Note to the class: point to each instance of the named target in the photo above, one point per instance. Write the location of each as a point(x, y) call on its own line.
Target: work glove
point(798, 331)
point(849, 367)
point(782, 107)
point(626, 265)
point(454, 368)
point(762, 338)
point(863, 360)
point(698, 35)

·····

- [EXERCISE] From the first record to the last, print each one exactly.

- [ANSWER AREA]
Note to the class: point to each instance of the named target in the photo above, one point per instance. Write the location of each as a point(x, y) call on its own line.
Target: work glove
point(798, 331)
point(849, 367)
point(782, 107)
point(626, 265)
point(454, 368)
point(762, 338)
point(863, 360)
point(698, 35)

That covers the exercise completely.